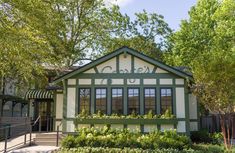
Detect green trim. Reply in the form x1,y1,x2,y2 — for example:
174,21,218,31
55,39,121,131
94,87,108,114
110,87,124,114
62,80,68,131
74,118,178,125
131,55,135,73
94,66,99,74
184,81,190,135
159,87,175,114
116,56,120,73
143,87,157,114
127,87,141,115
53,47,193,83
75,87,91,114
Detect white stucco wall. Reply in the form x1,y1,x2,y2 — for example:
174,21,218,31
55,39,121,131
189,94,198,119
67,88,76,118
189,122,198,131
127,78,140,85
83,68,95,73
144,125,157,132
111,124,124,130
177,121,186,132
127,124,140,131
56,93,63,119
66,121,75,132
68,79,76,85
175,79,184,85
119,54,131,73
96,57,117,73
161,124,174,131
159,79,173,85
143,79,157,85
155,67,168,73
112,79,124,85
78,79,91,85
95,79,108,85
175,87,185,118
134,57,154,73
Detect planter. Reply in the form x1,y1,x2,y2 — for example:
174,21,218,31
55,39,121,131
74,118,178,125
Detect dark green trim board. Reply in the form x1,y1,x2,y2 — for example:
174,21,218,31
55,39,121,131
53,46,193,83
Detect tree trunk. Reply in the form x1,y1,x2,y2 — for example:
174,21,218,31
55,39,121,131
220,114,231,150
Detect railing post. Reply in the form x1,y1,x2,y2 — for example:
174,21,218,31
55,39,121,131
56,126,59,147
29,124,33,146
39,117,42,133
47,116,49,132
4,126,8,153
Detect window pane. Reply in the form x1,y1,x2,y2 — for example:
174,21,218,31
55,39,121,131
144,88,156,114
128,89,140,114
112,88,123,115
95,89,107,114
161,89,173,114
79,88,91,113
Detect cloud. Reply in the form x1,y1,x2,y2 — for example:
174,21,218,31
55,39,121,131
105,0,134,7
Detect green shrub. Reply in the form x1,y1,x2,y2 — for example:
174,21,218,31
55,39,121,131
58,147,200,153
62,127,191,150
61,135,77,148
192,144,225,153
190,129,223,144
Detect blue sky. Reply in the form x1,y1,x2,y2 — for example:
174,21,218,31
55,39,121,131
106,0,197,30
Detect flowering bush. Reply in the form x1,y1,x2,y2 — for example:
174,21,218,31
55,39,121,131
62,127,191,150
77,109,175,119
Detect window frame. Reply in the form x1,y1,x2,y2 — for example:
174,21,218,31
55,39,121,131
127,87,140,115
159,87,174,114
94,87,108,115
143,87,157,115
111,87,125,115
78,87,91,114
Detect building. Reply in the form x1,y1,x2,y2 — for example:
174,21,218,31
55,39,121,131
53,47,199,134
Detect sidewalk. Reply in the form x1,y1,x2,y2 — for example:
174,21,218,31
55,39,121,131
0,133,35,153
10,146,59,153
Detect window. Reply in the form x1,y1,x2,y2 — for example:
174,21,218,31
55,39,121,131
79,88,91,113
112,88,123,114
128,89,140,114
161,88,172,114
144,88,156,114
95,88,107,114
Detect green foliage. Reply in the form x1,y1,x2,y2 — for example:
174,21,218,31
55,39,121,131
58,147,201,153
192,144,226,153
58,147,201,153
76,109,175,120
62,127,191,150
160,109,175,119
190,129,223,145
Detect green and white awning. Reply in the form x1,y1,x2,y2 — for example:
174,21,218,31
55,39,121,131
25,90,53,99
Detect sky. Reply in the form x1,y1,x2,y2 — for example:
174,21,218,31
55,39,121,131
106,0,197,30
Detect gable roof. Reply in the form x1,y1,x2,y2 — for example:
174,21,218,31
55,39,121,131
52,46,193,83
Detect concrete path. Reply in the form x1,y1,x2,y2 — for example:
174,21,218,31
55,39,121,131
0,133,36,153
10,146,59,153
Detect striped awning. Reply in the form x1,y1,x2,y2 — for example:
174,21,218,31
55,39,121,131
25,89,53,99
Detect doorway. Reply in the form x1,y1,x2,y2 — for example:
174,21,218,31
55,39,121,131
34,99,54,132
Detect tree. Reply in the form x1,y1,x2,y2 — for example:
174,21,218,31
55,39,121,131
102,10,172,60
165,0,235,149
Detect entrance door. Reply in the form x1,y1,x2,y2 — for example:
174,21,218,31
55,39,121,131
35,100,53,131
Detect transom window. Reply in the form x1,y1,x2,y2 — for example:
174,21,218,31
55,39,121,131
112,88,123,115
128,88,140,114
144,88,156,114
95,88,107,114
79,88,91,113
161,88,173,114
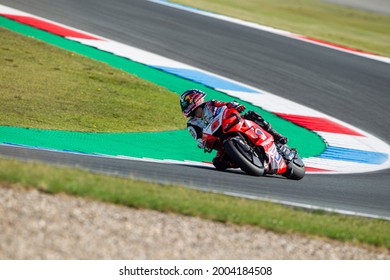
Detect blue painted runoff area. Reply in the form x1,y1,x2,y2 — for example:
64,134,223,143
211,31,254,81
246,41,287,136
154,65,261,94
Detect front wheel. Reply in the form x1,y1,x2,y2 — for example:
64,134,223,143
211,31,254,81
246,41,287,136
283,154,306,180
223,137,264,176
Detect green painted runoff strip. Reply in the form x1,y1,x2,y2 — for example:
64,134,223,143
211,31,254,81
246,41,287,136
0,16,326,161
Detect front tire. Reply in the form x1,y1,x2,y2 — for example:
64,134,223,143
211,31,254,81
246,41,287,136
223,138,264,176
283,156,306,180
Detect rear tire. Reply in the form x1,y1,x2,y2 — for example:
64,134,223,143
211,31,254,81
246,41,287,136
223,139,264,176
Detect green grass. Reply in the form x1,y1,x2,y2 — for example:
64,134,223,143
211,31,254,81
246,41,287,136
172,0,390,56
0,28,185,132
0,158,390,250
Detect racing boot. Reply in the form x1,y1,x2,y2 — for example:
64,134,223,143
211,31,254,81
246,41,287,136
243,111,287,145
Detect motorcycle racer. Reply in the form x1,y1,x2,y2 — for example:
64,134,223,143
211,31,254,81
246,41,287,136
180,89,287,170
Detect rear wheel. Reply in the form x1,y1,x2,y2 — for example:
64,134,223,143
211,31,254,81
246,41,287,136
223,137,264,176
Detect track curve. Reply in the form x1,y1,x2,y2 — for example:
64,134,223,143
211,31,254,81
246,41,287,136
0,0,390,218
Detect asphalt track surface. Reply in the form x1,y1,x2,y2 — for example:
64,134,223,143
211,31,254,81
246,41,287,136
0,0,390,218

> **PROBLEM DETAILS**
In the listing above, copy the lines from the line with "Detect cloud. Reply" up to and including the line with "77,109,175,119", swapping "shrub" for "hedge" and leaving everything else as it is.

> **IN RESPONSE**
Detect cloud. Reply in the form x1,y1,x2,y2 — for example:
174,21,218,31
55,39,121,131
105,0,134,7
Detect green hedge. Reply in the form x1,y1,x2,y2 — for example:
174,21,218,31
55,39,121,131
58,147,200,153
62,127,191,150
61,135,77,148
192,144,225,153
190,129,223,144
Detect blue sky. Reply in the form x1,y1,x2,y2 — for example:
174,21,218,31
55,39,121,131
106,0,197,30
Detect flowering bush. Reply in the form x1,y1,x2,y2 — for example:
174,21,218,31
55,39,121,131
62,127,191,150
77,109,175,119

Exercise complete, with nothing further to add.